Straight from the heart
2/04/2006 08:29:00 PM | Author: Simply Jen

Sometimes you just have to spill your heart out there and take the chance. Thank you for reminding me of that Katie. Echo, thank you for your well wishes. I want everyone to realize that I maybe jealous but I am also extremely happy for my friends. Every one of them are wonderful mothers or will make wonderful mothers. I can't wait to see their beautiful babies.

This morning I spent almost three hours talking to my husband online. That is a miracle considering he was in an internet cafe and usually we only get 30 minutes. We are hoping he will have his own internet soon so we will be able to talk longer more often. I loved being about to talk to him so much this morning. It was almost like he was here again in some way. We talked about almost everything you can imagine. I even worked up the nerve to talk to him about the baby issue and I am so glad I did.
I sort of started it off by telling him I had to ask him a question and if he didn't have an answer, I just needed a promise he would give it some thought. I don't know what he was expecting, but it sure wasn't "Do you want us to have another baby?" He was totally shocked, but handled it very well. His response was;
you did have some health problems with G and with M.. so, I'd like to make sure that you were good to go.. well.. as much as we can.. before we do. However, if God blesses us with a child then.. i"m not going to argue. And if we don't.. I'll be ok with that too. Being a father to G is one of the most fulfilling things in the world.. I know it would be a blessing to have another

He asked me where this was coming from and I couldn't think of a good way to put it so I just gave him the link to my blog entry. He responded by saying he didn't realize how strongly or deeply I felt then jokingly mentioned that we were going to be busy when he came home for R&R. I had to be sure that he wasn't just saying that to make me feel better or because he wanted me to have what I wanted. He assured me he wasn't.

◆ What the task asks: Please write out, word for word, the stretch of the blog post from "This morning I" through "glad I did.".

◆ Dataset entries:
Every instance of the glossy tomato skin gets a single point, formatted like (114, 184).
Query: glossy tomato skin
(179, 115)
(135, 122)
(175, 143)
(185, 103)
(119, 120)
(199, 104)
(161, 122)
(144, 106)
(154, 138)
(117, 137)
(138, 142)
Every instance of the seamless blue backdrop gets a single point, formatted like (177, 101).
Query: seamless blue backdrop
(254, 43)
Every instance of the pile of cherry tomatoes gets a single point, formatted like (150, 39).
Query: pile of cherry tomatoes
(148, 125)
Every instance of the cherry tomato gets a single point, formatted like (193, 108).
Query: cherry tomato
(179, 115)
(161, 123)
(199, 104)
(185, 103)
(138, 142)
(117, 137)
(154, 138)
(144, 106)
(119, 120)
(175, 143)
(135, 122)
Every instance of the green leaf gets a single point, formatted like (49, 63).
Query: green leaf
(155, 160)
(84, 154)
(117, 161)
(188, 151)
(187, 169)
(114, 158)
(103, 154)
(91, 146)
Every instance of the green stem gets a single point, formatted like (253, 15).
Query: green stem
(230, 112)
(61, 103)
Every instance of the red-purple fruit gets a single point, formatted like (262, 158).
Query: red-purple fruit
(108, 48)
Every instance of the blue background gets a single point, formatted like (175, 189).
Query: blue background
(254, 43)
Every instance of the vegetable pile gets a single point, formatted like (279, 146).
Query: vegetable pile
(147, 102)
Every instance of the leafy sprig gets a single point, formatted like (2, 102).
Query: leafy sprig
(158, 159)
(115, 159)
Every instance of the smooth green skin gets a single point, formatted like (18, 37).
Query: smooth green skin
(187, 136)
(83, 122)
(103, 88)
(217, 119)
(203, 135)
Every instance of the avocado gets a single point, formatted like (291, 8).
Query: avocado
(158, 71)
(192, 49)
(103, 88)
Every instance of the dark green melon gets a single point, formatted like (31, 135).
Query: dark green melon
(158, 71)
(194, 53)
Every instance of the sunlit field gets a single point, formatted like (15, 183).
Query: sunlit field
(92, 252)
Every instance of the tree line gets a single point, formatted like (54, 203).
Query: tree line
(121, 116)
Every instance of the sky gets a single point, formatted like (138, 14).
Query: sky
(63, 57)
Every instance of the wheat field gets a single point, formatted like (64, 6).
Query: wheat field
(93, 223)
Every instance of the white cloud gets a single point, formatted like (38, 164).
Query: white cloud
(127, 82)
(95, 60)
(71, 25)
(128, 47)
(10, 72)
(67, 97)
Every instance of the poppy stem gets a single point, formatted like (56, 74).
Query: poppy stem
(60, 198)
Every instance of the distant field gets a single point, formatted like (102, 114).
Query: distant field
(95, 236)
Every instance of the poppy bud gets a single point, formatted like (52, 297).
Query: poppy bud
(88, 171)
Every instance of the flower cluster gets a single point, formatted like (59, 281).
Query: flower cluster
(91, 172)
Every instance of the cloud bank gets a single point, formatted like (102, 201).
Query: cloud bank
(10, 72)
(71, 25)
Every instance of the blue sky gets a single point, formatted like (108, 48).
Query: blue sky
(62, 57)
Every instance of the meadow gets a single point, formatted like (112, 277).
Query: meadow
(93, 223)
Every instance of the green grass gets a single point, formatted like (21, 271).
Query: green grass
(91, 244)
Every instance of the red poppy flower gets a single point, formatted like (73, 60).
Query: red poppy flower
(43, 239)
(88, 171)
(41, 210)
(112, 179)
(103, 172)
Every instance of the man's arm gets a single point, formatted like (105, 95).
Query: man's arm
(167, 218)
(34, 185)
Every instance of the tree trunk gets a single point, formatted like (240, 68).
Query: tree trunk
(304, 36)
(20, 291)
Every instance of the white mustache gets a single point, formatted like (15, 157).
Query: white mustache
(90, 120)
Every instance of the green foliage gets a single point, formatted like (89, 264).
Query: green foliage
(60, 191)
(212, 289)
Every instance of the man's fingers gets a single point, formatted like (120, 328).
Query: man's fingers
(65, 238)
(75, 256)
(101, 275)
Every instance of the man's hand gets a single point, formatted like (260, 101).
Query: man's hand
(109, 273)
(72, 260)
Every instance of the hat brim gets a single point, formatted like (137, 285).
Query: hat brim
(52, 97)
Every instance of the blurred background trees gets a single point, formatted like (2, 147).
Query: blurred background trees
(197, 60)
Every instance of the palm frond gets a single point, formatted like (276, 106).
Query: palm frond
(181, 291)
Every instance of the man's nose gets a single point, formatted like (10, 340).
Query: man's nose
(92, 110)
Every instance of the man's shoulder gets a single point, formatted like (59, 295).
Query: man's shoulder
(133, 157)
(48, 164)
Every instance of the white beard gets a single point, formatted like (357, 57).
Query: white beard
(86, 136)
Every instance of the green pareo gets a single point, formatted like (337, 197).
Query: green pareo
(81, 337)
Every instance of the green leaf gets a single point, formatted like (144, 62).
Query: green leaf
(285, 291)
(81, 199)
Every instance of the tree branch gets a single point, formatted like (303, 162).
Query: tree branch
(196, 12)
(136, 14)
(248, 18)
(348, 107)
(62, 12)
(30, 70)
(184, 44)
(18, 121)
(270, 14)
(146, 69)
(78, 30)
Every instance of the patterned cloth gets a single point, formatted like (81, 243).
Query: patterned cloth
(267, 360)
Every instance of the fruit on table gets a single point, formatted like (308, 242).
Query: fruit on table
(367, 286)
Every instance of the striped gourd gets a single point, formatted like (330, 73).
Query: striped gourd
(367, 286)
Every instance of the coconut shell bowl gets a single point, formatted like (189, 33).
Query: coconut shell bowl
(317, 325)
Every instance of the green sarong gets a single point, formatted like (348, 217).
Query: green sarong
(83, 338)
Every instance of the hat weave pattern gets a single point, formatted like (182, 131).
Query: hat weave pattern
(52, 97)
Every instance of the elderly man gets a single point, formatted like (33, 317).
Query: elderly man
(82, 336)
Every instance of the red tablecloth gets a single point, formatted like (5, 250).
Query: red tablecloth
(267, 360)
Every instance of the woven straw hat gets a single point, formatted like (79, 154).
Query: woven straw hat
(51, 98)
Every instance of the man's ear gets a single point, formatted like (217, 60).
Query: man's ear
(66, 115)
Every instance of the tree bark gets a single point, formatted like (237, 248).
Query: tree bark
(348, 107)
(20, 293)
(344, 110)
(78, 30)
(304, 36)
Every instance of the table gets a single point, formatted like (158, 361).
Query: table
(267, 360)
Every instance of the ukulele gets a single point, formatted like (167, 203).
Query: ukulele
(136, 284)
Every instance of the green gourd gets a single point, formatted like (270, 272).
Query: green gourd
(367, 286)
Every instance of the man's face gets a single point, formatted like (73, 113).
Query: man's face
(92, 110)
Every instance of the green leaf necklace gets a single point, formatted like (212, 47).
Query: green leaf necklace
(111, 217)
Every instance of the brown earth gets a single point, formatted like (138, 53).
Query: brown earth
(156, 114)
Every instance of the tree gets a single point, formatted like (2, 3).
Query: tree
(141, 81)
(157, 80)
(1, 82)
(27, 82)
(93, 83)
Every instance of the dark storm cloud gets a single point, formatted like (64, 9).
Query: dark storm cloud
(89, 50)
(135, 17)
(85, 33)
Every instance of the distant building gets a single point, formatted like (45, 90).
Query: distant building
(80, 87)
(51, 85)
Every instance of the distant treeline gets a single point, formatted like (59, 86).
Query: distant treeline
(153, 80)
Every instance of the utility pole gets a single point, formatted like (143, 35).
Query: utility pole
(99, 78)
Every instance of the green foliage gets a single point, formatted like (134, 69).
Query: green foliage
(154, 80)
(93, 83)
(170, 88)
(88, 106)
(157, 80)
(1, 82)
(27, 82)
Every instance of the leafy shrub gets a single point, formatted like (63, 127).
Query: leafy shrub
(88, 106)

◆ Task response:
This morning I spent almost three hours talking to my husband online. That is a miracle considering he was in an internet cafe and usually we only get 30 minutes. We are hoping he will have his own internet soon so we will be able to talk longer more often. I loved being about to talk to him so much this morning. It was almost like he was here again in some way. We talked about almost everything you can imagine. I even worked up the nerve to talk to him about the baby issue and I am so glad I did.